A run of data
* Begin *
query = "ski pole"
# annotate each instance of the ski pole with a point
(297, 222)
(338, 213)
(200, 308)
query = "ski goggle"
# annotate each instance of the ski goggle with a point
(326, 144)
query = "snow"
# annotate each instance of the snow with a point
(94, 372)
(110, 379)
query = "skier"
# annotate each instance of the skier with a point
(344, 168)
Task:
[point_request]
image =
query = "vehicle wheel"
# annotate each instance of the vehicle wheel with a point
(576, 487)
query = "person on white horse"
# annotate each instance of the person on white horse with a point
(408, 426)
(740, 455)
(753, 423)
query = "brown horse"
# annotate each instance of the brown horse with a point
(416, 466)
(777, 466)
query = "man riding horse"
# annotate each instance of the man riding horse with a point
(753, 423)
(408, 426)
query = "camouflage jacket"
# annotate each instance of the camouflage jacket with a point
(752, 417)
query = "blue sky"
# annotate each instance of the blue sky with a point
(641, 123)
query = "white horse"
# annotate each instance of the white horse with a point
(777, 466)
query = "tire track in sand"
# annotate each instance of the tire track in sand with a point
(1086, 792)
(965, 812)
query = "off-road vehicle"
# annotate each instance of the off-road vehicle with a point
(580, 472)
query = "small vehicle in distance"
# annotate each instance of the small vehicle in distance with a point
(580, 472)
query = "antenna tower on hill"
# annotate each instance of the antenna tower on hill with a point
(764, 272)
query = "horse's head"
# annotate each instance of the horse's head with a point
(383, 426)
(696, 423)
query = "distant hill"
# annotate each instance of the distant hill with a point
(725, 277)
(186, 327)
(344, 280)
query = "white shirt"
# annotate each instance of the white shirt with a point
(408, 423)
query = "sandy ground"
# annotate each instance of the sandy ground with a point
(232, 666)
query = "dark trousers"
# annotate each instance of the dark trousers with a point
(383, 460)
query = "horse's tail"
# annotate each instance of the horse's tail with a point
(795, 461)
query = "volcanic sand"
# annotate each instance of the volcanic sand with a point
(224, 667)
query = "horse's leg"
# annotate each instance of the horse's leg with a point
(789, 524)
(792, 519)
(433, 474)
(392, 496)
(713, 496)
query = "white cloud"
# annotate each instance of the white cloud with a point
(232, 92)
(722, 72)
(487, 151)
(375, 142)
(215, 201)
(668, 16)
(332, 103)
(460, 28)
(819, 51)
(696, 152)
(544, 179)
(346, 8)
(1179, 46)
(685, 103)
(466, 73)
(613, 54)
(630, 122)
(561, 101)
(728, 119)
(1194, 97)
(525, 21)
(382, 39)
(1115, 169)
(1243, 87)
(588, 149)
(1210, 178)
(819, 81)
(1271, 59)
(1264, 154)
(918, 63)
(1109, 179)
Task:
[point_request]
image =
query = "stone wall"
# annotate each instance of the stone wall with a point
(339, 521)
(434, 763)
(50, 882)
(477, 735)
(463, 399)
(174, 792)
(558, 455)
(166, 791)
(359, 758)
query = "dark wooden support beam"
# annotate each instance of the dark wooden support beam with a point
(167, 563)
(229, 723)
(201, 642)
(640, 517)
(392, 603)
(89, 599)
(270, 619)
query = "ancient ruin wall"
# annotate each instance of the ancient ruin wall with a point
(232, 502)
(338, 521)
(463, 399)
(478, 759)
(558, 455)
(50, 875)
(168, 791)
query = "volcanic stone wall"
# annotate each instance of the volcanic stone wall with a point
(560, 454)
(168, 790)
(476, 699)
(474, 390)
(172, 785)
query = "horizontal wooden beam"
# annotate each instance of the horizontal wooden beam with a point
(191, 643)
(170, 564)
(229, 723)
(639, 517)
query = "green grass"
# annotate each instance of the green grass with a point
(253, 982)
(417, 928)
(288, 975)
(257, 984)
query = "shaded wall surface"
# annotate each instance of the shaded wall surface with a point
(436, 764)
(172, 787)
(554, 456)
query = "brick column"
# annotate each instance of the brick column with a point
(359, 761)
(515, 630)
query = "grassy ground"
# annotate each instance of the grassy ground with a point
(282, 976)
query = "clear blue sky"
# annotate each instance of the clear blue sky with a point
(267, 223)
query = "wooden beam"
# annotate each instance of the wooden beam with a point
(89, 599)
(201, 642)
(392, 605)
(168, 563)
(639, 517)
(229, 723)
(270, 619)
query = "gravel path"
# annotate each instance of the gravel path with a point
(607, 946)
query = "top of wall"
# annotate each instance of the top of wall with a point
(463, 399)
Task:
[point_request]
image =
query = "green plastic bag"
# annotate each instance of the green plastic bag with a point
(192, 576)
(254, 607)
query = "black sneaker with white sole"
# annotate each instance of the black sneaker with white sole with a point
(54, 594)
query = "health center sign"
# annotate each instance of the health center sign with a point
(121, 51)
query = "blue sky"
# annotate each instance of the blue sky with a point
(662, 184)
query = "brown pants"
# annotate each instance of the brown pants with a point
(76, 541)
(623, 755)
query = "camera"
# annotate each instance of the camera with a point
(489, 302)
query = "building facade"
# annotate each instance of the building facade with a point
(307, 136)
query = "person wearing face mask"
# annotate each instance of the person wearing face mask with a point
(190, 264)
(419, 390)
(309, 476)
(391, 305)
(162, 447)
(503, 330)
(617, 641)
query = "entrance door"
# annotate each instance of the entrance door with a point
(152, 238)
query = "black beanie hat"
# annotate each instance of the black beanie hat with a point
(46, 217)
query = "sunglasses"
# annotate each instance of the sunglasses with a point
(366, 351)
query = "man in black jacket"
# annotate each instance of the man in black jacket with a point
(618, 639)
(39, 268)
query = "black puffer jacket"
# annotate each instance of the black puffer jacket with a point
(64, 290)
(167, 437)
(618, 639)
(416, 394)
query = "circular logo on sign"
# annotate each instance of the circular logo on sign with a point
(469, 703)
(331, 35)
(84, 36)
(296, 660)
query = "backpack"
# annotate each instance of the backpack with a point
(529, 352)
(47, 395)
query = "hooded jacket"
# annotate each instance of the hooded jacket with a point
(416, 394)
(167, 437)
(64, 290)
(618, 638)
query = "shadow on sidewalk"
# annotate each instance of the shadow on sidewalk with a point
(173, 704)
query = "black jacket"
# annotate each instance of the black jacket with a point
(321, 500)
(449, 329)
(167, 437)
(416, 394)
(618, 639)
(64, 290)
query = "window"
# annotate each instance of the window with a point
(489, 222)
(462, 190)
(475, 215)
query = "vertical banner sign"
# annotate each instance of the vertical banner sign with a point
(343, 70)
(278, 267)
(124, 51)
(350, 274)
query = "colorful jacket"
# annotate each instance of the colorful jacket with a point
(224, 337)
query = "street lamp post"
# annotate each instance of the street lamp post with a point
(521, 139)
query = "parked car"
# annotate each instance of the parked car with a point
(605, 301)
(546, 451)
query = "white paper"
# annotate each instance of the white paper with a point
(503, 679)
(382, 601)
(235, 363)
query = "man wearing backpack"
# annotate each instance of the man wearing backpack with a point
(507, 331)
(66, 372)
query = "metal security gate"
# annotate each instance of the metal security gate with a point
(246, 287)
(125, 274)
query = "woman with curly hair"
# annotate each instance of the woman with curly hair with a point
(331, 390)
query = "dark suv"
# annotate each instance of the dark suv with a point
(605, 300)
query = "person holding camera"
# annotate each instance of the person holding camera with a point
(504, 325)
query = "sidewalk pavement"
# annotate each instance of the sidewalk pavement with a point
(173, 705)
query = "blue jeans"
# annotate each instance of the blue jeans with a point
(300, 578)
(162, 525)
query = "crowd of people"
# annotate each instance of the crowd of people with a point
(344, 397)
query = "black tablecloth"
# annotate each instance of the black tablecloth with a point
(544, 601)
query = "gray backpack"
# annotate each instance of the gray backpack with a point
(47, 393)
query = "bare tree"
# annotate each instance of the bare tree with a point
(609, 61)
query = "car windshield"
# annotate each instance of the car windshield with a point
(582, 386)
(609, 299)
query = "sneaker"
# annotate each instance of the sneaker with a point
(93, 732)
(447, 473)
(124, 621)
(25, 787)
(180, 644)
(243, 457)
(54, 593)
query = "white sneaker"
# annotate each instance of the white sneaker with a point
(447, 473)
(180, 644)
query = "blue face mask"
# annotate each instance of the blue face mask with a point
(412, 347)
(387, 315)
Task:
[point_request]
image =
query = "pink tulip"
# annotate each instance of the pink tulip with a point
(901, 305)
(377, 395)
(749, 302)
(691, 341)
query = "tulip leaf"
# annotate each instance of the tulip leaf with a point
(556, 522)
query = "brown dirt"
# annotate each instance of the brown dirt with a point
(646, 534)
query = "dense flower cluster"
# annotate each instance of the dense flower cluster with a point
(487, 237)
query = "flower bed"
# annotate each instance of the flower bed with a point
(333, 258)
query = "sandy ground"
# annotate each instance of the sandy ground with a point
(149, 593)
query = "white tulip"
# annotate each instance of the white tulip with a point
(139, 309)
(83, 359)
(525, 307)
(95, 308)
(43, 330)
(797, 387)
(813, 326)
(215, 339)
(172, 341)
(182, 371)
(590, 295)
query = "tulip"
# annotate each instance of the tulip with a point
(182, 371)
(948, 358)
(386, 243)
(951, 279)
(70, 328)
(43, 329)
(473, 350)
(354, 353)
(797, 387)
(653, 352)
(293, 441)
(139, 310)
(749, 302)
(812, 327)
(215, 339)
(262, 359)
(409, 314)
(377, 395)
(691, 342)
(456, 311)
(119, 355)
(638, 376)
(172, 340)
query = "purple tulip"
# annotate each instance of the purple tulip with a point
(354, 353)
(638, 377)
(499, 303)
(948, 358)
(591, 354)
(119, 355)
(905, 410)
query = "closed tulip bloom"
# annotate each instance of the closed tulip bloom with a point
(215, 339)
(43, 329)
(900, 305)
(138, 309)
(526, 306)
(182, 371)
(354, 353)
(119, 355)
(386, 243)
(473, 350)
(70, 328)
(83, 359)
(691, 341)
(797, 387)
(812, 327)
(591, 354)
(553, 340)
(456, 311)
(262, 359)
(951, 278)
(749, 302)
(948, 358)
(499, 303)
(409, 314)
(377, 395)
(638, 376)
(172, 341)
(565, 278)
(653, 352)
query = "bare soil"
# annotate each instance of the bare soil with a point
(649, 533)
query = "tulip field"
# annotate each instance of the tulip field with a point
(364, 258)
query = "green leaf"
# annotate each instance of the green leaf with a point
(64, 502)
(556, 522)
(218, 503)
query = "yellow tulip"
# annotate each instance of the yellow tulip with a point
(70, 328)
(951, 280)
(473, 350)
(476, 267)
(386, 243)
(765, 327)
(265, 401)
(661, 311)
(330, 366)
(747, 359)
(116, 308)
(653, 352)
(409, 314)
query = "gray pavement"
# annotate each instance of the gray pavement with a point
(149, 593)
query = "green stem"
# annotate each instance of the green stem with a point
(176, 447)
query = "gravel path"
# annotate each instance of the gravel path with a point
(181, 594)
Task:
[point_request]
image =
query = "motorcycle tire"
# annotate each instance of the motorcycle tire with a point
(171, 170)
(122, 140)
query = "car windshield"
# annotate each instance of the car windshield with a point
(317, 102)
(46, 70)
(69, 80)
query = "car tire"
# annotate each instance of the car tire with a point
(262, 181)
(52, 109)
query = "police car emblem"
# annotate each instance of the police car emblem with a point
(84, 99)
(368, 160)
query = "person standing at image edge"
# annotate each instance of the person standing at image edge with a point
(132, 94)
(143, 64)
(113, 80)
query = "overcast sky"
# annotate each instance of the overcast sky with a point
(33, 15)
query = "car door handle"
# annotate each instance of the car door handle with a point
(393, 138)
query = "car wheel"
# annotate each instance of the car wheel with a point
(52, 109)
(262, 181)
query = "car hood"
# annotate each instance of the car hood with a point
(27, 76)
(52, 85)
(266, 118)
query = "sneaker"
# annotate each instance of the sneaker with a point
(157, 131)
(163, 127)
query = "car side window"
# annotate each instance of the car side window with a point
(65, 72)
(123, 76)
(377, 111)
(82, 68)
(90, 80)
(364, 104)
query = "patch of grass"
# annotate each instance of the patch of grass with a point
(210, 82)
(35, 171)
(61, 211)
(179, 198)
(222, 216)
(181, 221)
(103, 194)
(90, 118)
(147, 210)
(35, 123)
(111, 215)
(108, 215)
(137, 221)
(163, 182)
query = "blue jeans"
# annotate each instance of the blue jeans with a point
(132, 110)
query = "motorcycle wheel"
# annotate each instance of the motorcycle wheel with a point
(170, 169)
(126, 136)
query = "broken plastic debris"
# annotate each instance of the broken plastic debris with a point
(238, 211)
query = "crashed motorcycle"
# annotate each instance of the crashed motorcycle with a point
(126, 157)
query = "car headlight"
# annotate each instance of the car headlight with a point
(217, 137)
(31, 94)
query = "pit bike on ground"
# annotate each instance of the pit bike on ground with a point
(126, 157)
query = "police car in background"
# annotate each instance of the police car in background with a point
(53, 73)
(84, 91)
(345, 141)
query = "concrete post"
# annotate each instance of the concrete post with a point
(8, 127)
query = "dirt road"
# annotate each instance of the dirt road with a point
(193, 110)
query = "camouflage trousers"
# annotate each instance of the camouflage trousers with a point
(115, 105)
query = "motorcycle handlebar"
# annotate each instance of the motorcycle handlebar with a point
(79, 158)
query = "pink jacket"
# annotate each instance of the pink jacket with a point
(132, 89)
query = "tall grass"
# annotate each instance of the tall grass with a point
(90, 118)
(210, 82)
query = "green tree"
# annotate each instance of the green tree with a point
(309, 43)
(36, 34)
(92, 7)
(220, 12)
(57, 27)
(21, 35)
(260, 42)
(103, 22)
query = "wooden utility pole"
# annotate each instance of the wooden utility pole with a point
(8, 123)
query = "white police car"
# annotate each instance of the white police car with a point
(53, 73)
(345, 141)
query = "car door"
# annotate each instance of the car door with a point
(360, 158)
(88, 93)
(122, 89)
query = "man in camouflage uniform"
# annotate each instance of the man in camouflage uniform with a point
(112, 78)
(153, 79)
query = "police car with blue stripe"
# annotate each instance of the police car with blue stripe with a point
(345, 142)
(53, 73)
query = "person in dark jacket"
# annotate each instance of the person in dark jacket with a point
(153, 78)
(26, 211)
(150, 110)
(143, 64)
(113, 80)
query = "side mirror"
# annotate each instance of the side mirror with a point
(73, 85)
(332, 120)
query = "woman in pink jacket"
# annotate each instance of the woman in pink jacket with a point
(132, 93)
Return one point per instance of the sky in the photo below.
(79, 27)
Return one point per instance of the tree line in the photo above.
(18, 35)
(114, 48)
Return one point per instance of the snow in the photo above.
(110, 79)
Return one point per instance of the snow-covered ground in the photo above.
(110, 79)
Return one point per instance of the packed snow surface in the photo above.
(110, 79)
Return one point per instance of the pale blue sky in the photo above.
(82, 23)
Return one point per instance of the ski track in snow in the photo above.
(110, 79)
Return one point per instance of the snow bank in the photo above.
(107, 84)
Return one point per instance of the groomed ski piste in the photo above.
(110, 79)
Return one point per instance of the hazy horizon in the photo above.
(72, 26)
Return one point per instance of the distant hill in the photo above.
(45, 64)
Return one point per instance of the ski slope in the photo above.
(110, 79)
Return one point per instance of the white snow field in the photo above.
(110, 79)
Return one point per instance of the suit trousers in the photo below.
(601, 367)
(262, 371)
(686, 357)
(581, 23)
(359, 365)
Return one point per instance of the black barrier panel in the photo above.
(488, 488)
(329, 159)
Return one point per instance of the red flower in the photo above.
* End *
What to do: Extract the lines from the one containing "Return one point per instance of the white" through the end of the data above, reproducing them word for word.

Result of the task:
Return one point per instance of the white snow field in the photo above.
(110, 79)
Return one point per instance of the suit trousers in the photo below.
(601, 367)
(262, 371)
(686, 357)
(581, 23)
(359, 365)
Return one point per instance of the black barrier panel in the photo above.
(488, 488)
(329, 159)
Return one point per instance of the red flower in the photo above.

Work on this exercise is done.